> _Your instructions_
Copy all of the records below verbatim.

> _Record list_
----

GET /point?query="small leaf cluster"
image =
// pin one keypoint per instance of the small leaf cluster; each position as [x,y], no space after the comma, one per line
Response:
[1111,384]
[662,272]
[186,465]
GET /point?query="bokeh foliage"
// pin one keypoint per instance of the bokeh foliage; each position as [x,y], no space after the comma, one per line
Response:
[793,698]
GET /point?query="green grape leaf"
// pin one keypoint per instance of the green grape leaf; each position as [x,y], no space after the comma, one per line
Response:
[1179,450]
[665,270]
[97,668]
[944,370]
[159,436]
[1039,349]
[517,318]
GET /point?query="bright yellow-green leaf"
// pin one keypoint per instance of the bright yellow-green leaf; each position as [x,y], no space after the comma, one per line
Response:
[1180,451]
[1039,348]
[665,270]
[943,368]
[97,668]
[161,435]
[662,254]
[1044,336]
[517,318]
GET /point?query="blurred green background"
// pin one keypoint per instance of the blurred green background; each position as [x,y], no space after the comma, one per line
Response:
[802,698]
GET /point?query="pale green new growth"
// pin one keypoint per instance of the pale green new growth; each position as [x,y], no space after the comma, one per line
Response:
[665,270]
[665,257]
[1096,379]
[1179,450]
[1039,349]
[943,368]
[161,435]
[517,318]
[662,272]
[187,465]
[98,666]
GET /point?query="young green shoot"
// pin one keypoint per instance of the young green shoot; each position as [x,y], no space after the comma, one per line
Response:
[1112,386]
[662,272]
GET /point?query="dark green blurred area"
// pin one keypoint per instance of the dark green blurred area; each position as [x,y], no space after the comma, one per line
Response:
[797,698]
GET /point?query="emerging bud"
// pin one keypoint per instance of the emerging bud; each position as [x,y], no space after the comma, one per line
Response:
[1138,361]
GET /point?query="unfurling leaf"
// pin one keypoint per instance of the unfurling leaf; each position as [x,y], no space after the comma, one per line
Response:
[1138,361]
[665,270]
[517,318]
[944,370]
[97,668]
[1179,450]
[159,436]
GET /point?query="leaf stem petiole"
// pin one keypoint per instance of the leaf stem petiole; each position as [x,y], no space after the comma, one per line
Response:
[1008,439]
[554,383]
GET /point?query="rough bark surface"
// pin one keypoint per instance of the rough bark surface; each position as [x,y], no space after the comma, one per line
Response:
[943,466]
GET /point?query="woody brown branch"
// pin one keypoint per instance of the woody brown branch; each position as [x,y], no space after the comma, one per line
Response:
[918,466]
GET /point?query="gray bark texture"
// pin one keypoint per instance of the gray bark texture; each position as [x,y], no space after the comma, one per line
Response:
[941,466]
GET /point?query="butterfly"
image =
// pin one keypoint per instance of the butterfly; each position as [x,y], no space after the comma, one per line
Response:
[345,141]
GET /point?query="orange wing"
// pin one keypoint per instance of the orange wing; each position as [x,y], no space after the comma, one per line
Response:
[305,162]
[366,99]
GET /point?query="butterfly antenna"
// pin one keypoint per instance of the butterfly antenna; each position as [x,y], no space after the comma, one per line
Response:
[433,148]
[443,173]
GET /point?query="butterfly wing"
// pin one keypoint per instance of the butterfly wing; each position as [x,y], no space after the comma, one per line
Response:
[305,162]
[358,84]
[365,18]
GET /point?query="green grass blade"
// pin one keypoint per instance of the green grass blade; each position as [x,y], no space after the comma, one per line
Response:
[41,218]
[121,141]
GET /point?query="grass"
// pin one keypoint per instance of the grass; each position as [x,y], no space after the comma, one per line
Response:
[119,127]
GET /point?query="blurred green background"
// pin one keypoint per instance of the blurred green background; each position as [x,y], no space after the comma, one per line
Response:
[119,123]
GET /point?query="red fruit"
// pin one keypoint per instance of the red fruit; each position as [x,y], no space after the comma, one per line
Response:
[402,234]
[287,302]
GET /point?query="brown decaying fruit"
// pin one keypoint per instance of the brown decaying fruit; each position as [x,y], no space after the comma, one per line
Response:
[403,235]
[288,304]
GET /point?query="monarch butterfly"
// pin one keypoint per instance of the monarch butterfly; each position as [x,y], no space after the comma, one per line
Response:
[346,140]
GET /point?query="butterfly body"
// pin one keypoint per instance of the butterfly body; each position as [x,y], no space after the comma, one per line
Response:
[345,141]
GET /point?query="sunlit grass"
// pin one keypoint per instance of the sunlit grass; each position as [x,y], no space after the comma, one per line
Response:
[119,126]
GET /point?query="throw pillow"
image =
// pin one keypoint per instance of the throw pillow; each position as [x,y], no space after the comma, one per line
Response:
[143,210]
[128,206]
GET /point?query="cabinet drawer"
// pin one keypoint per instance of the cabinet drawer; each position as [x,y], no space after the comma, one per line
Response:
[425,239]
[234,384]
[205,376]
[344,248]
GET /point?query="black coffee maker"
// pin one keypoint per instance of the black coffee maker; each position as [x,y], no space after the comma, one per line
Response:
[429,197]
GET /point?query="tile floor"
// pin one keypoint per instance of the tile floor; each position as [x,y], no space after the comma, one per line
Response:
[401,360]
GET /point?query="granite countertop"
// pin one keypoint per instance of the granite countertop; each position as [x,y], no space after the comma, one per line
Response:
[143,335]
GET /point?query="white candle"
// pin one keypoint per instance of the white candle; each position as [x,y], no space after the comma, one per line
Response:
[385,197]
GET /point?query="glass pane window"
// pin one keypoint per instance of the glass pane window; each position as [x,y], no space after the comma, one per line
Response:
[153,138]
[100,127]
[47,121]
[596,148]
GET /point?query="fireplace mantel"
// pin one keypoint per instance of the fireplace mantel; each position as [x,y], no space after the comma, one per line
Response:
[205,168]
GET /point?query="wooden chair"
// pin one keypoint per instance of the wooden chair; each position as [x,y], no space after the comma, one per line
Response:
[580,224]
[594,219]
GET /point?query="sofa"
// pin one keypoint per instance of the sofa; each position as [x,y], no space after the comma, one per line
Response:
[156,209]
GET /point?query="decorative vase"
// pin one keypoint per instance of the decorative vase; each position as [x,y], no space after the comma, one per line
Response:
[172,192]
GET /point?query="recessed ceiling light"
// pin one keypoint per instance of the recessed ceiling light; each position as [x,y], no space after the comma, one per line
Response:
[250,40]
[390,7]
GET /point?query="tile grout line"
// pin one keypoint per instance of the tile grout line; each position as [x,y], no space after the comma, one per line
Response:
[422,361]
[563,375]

----

> _Correct answer_
GET /point?query="small leaf cluster"
image =
// pin one keypoint per instance of the small leaf cluster; each position as [x,y], no space after the comma, one per line
Response:
[1111,384]
[662,272]
[186,465]
GET /point?query="bokeh foliage"
// pin one keypoint per instance of the bokeh foliage; each position as [x,y], no space after the comma, one per line
Response:
[793,698]
GET /point?query="green grape leaf"
// pin one keypoint per instance of the green grape leaf; each position as [x,y], no space after the comma, one per line
Response:
[1179,450]
[665,270]
[97,668]
[944,370]
[159,436]
[1039,349]
[517,318]
GET /point?query="bright yellow-green leaf"
// pin one keypoint per instance of the bright yellow-green leaf; each position as [x,y], no space after the comma, one per line
Response:
[1180,451]
[1039,348]
[665,270]
[943,368]
[97,668]
[161,435]
[662,254]
[1044,336]
[517,318]
GET /point?query="blurred green background"
// pin one keypoint per instance of the blurred green background; each position as [x,y], no space after the comma, one per line
Response:
[802,698]
GET /point?query="pale green new growth"
// pin one keypoint per instance of the pale green new growth; each position as [x,y], no space after the comma, one per line
Response:
[665,270]
[665,257]
[1096,379]
[1179,450]
[1039,349]
[943,368]
[161,435]
[517,318]
[662,272]
[187,465]
[98,666]
GET /point?query="young green shoot"
// pin one keypoint per instance of the young green shoot; each position as [x,y], no space after the comma, one per line
Response:
[1112,386]
[662,272]
GET /point?query="dark green blurred area"
// pin one keypoint per instance of the dark green blurred area; each position as [x,y], no space after the comma, one per line
Response:
[797,698]
GET /point?query="emerging bud"
// pin one keypoint per instance of the emerging bud; each position as [x,y], no space after the comma, one per line
Response:
[1138,361]
GET /point?query="unfurling leaf"
// pin one keypoint per instance of the unfurling leaf; each position as [x,y], no space after the comma, one per line
Response:
[1138,361]
[665,270]
[517,318]
[944,370]
[97,668]
[1179,450]
[159,436]
GET /point?query="leaf stem petiole"
// pin one keypoint per instance of the leaf stem petiole; each position as [x,y], no space after the comma, one per line
Response:
[1008,439]
[554,383]
GET /point?query="rough bark surface"
// pin one keypoint per instance of the rough bark surface; each position as [x,y], no space after the comma, one per line
Response:
[943,466]
GET /point?query="woody brown branch"
// pin one keypoint per instance of the woody brown branch; each position as [x,y], no space after the comma, one per line
Response:
[918,466]
GET /point?query="gray bark texture"
// pin one keypoint per instance of the gray bark texture; each position as [x,y], no space after the comma, one per line
Response:
[941,466]
GET /point?query="butterfly"
image =
// pin one keypoint per instance of the butterfly; each position as [x,y], no space after the comma, one per line
Response:
[345,141]
GET /point?query="orange wing"
// pin one keypoint per instance of the orange wing; each position as [x,y], no space after the comma, one per line
Response:
[305,162]
[366,99]
GET /point?query="butterfly antenna"
// pin one keypoint per instance of the butterfly antenna; each position as [x,y], no space after the comma, one per line
Response:
[433,148]
[443,173]
GET /point?query="butterfly wing"
// pin one keypoint per instance of the butterfly wing; each position as [x,y], no space after the comma, one per line
Response:
[305,162]
[358,84]
[365,18]
GET /point?query="green grass blade"
// pin one keypoint per instance of the green grass blade; each position as [x,y], no space after the comma, one per line
Response:
[41,218]
[121,141]
GET /point?query="grass"
// pin one keypoint per instance of the grass; each position as [x,y], no space after the comma, one per line
Response:
[119,127]
GET /point?query="blurred green background"
// pin one keypoint per instance of the blurred green background; each position as [x,y], no space after the comma, one per line
Response:
[119,123]
GET /point?query="red fruit"
// pin one keypoint per instance of the red fruit; each position as [x,y], no space after the comma, one per line
Response:
[402,234]
[287,302]
GET /point?query="brown decaying fruit"
// pin one keypoint per instance of the brown decaying fruit; each position as [x,y], no space after the comma, one per line
Response:
[403,235]
[288,304]
GET /point?query="monarch butterfly"
// pin one keypoint per instance of the monarch butterfly; each position as [x,y], no space after the comma, one per line
Response:
[346,140]
GET /point?query="butterfly body"
// pin one keypoint per instance of the butterfly body; each position as [x,y], no space after the comma, one per line
Response:
[345,141]
GET /point?query="sunlit grass"
// pin one keypoint per instance of the sunlit grass; each position as [x,y], no space after the comma, one per line
Response:
[119,126]
GET /point?query="throw pillow"
image =
// pin one keypoint per instance of the throw pillow; each position as [x,y], no space after the comma, one per line
Response:
[143,210]
[128,206]
GET /point?query="cabinet drawer"
// pin one keypoint per instance of the cabinet drawer; each position as [x,y], no space after the comma, one per line
Response:
[425,239]
[234,384]
[205,376]
[344,248]
GET /point?query="black coffee maker"
// pin one keypoint per instance of the black coffee maker; each position as [x,y], no space after the comma, one per line
Response:
[429,197]
GET /point?query="tile floor"
// pin one keypoint per instance of the tile floor; each position as [x,y], no space after the comma, one per line
Response:
[401,360]
GET /point?query="granite countertop"
// pin one keypoint per instance of the granite countertop; each position as [x,y], no space after the comma, one per line
Response:
[143,335]
GET /point?query="white candle"
// pin one keypoint per instance of the white candle; each position as [x,y], no space after the comma, one per line
Response:
[385,197]
GET /point?query="glass pane window"
// pin one keypoint per instance of the glass pane window; each position as [x,y], no space after the comma, one per line
Response:
[153,138]
[100,127]
[47,121]
[596,148]
GET /point?query="fireplace mantel"
// pin one keypoint per instance of the fireplace mantel; each position as [x,y], no space after the comma, one per line
Response:
[205,168]
GET /point?query="wooden chair"
// pin one keypoint per instance of the wooden chair; each position as [x,y], no space after the comma, one per line
Response:
[580,224]
[594,219]
GET /point?query="sofa"
// pin one keypoint per instance of the sofa; each position as [x,y], no space after the comma, one per line
Response:
[156,209]
GET /point?query="decorative vase"
// pin one keypoint per instance of the decorative vase; each position as [x,y], no space after the comma, one per line
Response:
[172,192]
GET /point?query="recessed ceiling light"
// pin one keypoint per instance of the recessed ceiling light; each position as [x,y], no space after the comma, one per line
Response:
[250,40]
[390,7]
GET /point?query="tile grout line"
// pin one keypoint per instance of the tile grout line; each position as [x,y], no space after the comma, one per line
Response:
[422,361]
[563,375]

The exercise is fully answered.